§ **THE TASK**
Every record should be written out exactly, please.

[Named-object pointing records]
------------------------------------------------------------

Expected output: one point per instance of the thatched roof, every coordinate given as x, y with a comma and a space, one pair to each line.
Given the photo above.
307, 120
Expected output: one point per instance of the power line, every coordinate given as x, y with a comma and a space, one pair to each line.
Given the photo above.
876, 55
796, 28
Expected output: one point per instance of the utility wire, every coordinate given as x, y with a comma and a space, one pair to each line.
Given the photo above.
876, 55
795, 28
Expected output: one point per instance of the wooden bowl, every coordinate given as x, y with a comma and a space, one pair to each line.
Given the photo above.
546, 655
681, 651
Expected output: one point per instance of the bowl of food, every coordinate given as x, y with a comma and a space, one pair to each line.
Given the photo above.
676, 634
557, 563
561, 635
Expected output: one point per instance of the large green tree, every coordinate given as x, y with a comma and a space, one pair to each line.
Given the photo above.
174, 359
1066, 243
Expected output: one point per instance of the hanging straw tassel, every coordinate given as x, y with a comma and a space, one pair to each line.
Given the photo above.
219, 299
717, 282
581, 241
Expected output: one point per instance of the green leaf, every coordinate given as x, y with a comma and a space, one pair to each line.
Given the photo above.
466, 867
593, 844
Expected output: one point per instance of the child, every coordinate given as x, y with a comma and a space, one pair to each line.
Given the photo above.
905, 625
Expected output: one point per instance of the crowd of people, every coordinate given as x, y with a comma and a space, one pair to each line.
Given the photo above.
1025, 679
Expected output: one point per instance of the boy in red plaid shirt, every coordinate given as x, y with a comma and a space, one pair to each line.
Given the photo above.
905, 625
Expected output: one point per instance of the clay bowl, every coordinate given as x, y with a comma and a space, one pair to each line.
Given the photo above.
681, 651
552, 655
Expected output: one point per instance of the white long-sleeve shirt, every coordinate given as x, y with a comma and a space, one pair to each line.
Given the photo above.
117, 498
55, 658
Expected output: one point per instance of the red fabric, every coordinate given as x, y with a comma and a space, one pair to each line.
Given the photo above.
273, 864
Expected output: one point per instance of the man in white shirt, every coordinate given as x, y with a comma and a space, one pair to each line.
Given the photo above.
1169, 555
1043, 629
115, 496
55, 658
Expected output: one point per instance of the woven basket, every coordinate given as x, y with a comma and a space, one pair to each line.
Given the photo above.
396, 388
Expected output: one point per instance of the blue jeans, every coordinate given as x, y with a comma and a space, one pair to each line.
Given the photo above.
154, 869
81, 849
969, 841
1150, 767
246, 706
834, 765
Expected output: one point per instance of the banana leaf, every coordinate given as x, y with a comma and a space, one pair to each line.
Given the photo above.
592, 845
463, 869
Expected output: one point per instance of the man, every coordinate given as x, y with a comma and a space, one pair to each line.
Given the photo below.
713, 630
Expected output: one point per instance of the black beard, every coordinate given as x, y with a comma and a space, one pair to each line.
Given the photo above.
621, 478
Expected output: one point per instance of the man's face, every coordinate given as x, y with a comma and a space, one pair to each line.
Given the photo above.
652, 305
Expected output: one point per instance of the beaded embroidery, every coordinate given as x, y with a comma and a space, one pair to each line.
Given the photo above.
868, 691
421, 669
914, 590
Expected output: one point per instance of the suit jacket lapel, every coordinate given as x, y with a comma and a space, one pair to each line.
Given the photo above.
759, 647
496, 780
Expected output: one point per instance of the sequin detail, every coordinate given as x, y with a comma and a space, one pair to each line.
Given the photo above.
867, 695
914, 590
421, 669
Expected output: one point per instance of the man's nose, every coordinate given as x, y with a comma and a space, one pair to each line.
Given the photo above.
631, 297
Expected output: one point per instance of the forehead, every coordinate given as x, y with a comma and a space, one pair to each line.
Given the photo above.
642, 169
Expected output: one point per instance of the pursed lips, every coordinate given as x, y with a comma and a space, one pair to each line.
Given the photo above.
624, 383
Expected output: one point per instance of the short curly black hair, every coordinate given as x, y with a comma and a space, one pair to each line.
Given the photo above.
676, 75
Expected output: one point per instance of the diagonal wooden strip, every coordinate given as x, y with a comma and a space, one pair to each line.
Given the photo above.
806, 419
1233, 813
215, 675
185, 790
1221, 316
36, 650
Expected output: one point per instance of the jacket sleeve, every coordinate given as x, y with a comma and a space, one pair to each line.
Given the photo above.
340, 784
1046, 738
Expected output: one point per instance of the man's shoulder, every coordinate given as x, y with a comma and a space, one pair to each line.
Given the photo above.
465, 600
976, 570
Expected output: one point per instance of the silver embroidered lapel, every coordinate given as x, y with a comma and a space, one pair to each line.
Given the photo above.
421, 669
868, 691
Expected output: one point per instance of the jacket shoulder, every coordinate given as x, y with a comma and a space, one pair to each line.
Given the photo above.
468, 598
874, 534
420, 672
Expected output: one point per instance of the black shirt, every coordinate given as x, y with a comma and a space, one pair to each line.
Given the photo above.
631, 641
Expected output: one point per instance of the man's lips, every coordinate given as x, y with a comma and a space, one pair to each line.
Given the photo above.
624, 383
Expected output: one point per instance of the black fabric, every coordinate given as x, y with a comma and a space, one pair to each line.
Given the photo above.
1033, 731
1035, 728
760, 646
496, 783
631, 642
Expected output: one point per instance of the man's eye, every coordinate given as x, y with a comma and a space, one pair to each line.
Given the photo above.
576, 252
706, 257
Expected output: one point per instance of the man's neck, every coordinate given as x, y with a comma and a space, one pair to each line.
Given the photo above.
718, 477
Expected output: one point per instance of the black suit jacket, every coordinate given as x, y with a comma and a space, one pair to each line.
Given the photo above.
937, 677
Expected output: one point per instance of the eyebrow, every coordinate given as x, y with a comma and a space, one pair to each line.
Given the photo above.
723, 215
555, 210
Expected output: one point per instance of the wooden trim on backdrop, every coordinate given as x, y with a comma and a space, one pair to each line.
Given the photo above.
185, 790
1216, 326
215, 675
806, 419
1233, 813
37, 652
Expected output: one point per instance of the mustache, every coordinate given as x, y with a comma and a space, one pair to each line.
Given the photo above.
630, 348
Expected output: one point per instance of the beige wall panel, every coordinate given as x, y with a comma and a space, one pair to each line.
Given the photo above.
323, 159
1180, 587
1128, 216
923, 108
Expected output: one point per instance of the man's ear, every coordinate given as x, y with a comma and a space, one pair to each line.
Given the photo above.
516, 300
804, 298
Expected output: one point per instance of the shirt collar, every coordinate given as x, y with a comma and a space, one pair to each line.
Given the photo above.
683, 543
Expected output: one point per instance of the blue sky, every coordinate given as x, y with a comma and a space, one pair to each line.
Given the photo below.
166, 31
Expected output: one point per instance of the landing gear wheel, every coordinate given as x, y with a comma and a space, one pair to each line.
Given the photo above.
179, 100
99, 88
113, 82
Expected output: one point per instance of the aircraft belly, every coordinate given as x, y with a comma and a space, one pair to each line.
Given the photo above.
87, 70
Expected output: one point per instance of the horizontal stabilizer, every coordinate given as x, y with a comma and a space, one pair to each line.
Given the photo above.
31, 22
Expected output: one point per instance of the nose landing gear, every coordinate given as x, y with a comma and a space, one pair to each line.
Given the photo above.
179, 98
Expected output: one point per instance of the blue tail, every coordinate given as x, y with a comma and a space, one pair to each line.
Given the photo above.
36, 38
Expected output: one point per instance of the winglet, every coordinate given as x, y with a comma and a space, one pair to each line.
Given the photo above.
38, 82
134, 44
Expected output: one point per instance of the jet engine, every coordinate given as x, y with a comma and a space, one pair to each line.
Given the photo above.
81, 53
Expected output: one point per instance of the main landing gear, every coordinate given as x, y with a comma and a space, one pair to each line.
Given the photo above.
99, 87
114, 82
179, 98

------------------------------------------------------------

§ **TASK RESULT**
Expected output: one point per instance of the thatched roof, every coordinate given as x, y with a comma and a space, one pair to each line.
Given the photo above.
307, 120
Expected output: one point per instance of the power line, every coordinate given as x, y with a comma and a space, one pair to each line.
Given the photo above.
876, 55
796, 28
Expected output: one point per instance of the utility wire, every coordinate given as x, y with a comma and a space, one pair to each line.
Given the photo above.
876, 55
795, 28
Expected output: one point per instance of the wooden bowl, every coordinate given as x, y with a comma and a space, one pair to each line.
Given the photo above.
546, 655
681, 651
Expected output: one point per instance of the bowl of food, every coordinate given as x, y with a comma and a space, one pair to each line.
Given the photo above.
676, 634
557, 563
561, 635
Expected output: one point per instance of the large green tree, every coordinate given as x, y with a comma and a space, one pair to each line.
Given the photo above.
174, 359
1066, 243
Expected output: one point per instance of the hanging straw tassel, every coordinate given as x, y with a comma and a space, one pair to each line.
Given the photo above.
219, 299
717, 282
581, 241
Expected output: one point per instance of the green leaf, every coordinate given as x, y with a comma and a space, one pair to each line.
Given the photo above.
466, 867
593, 844
Expected output: one point per instance of the child, every coordinate given as x, y with a comma and a space, one pair to each line.
Given the photo above.
905, 625
Expected output: one point per instance of the crowd of people, every coordinate given as x, y with a comma and a space, one pair to each line.
Given the photo above.
1025, 679
Expected output: one point per instance of the boy in red plaid shirt, every coordinate given as x, y with a comma and a space, one pair to each line.
Given the photo above.
905, 625
Expected output: one point per instance of the clay bowl, every coordinate given as x, y with a comma and a space, one pair to each line.
Given the photo above.
681, 651
552, 655
Expected output: one point per instance of the white long-sleeve shirt, every coordinate given as x, y with a comma and a space, one pair to each line.
Given the photo above.
117, 498
55, 658
Expected output: one point per instance of the red fabric, every coordinate given as x, y with a comma and a space, one pair to each line.
Given the photo above.
273, 864
Expected output: one point per instance of the man in white shirt, every coordinate given as x, y with a comma and a space, one pair to each line.
Given the photo above.
1169, 555
1043, 629
115, 496
55, 658
Expected output: one point per instance of the woven basket, every coordinate given as x, y with a comma and a space, one pair to each line.
Given the photo above.
396, 388
Expected output: one point per instance of the blue jeans, every coordinate given as x, y with a comma and a space, one pair to each line.
Given the photo above.
154, 869
81, 849
969, 841
1150, 767
246, 706
834, 765
Expected output: one point per instance of the banana leaf, every coordinate given as x, y with a comma and a space, one pair to each line.
Given the photo above.
592, 845
463, 869
Expected output: one point per instance of the man, every coordinate given as x, y with a comma and a space, one pair to each line.
Given the photo below.
713, 630
Expected output: one point per instance of the black beard, every coordinate given as x, y with a comma and a space, one pair to each line.
Given the photo above.
621, 478
Expected output: one point per instance of the man's face, every coordinate given as x, y with a comma and a space, one pair to each line.
Given the photo above.
652, 305
Expected output: one point per instance of the beaded embroidery, every coordinate given as x, y with a comma and a space, one pair to each line.
Given the photo above.
868, 691
421, 669
914, 590
Expected output: one point per instance of the suit jacket lapel, every coordinate given as x, y with a comma and a space, one pair to each line.
Given the photo above.
759, 647
496, 780
Expected output: one point per instance of the sequin detail, every coordinate given as x, y with a comma and a space, one pair to each line.
Given the photo above.
867, 695
914, 590
421, 669
Expected output: one point per instance of the man's nose, every coordinate given as x, y with a comma and a space, one pair to each line.
Given the photo above.
631, 297
Expected output: one point per instance of the forehead, every coordinate given as x, y with a comma and a space, one pair to each line.
Given the photo above.
642, 169
Expected output: one point per instance of the pursed lips, every coordinate given as x, y with a comma and a space, one pair to each line.
Given the photo above.
624, 383
Expected output: one point per instance of the short curly black hair, every coordinate given as x, y with a comma and a space, one pair to each line.
Given the photo above.
676, 75
Expected output: one point per instance of the diagonal wooden strip, every coordinate given as x, y with a comma and a space, one pair to each line.
Given the photo above.
806, 419
1233, 813
215, 675
185, 790
1221, 316
36, 650
Expected output: one point per instance of the jacket sleeve, every coordinate given as x, y with a comma and a space, one pair to each line.
Given the photo above.
340, 784
1046, 738
Expected output: one point per instance of the man's shoulder, every coordinate given as x, y with a comma and a space, one pair to each line.
Given the photo above.
465, 600
976, 570
Expected output: one point per instance of the silver embroidered lapel, every coordinate given as x, y with a comma and a space, one pair to each line.
Given the photo above.
421, 669
868, 691
Expected output: one point per instance of the jacket shoulder, every coordinate given as x, y with a comma and a space, one pair to each line.
Given the photo above.
468, 598
874, 534
420, 672
Expected output: one point per instance of the black shirt, every coordinate given as x, y with a comma and a space, one pair to each line.
Given the photo above.
631, 641
Expected output: one point per instance of the man's lips, every coordinate given as x, y with a comma and a space, one pair to each line.
Given the photo above.
624, 383
Expected output: one point per instance of the black fabric, every coordinate given as x, y with a comma and a space, one pair to each line.
Given the photo above.
1033, 731
1035, 728
760, 646
496, 783
631, 642
Expected output: one point per instance of the man's eye, every coordinate given as x, y with a comma and a space, one pair to each line.
Given the photo above.
576, 252
706, 257
Expected output: one point per instance of the man's neck, every coordinate given as x, y with a comma and a space, one pair to each line.
Given the photo above.
718, 477
Expected output: one point per instance of the black suit jacket, every coordinate given as x, y with a comma and a space, one pair to each line.
Given the photo above.
937, 677
Expected output: one point per instance of the eyebrow, every coordinate given as x, y with a comma and a space, one pair to each line.
Given the photo above.
723, 215
555, 210
Expected output: one point per instance of the wooden trim on backdrop, every coordinate given as x, y with a comma and a space, one pair to each line.
Given the photo above.
185, 790
1216, 326
215, 675
806, 419
1233, 813
37, 652
Expected output: one point per instance of the mustache, every coordinate given as x, y with a comma and a space, one pair to each line.
Given the photo above.
630, 348
Expected output: one point per instance of the beige wall panel, every coordinate given as x, y with a comma and a space, one pair to each line.
Given the photo above.
323, 159
1180, 587
1128, 216
923, 108
Expected output: one point per instance of the man's ear, every coordinate given as x, y with a comma and a space, one pair to each line.
Given the photo above.
516, 300
804, 298
Expected output: one point per instance of the shirt collar, every coordinate given as x, y with a comma and a space, one pair to each line.
Given the photo above.
683, 543
Expected output: one point per instance of the blue sky, every coordinate given as x, y with a comma and a space, one pair to each line.
Given the photo below.
166, 31
Expected output: one point per instance of the landing gear wheel, every coordinate given as x, y with a comma and a space, one pair to each line.
Given the photo above.
179, 100
99, 88
113, 82
Expected output: one point per instance of the aircraft belly, every coordinate given as x, y with a comma and a space, one pair to each line.
Given the photo above.
87, 70
Expected output: one point per instance of the horizontal stabilizer, every coordinate given as x, y with a comma and a space, one pair to each line.
Given the photo above.
31, 22
Expected output: one point per instance of the nose landing gear, every coordinate given as x, y with a comma and a space, one pair to each line.
Given the photo above.
179, 98
Expected output: one point per instance of the blue tail, every coordinate given as x, y with a comma and a space, one pair to each line.
Given the photo above.
36, 38
Expected output: one point per instance of the winglet, every coordinate given as x, y with a comma and a space, one pair to each line.
Given the photo above.
38, 82
134, 44
Expected output: one point per instance of the jet engine, every coordinate given as x, y with a comma and a space, one pair to each line.
Given the photo above.
81, 53
Expected output: one point per instance of the main landing gear, every coordinate given as x, y with a comma and a space, one pair to each line.
Given the photo above.
99, 87
114, 82
179, 98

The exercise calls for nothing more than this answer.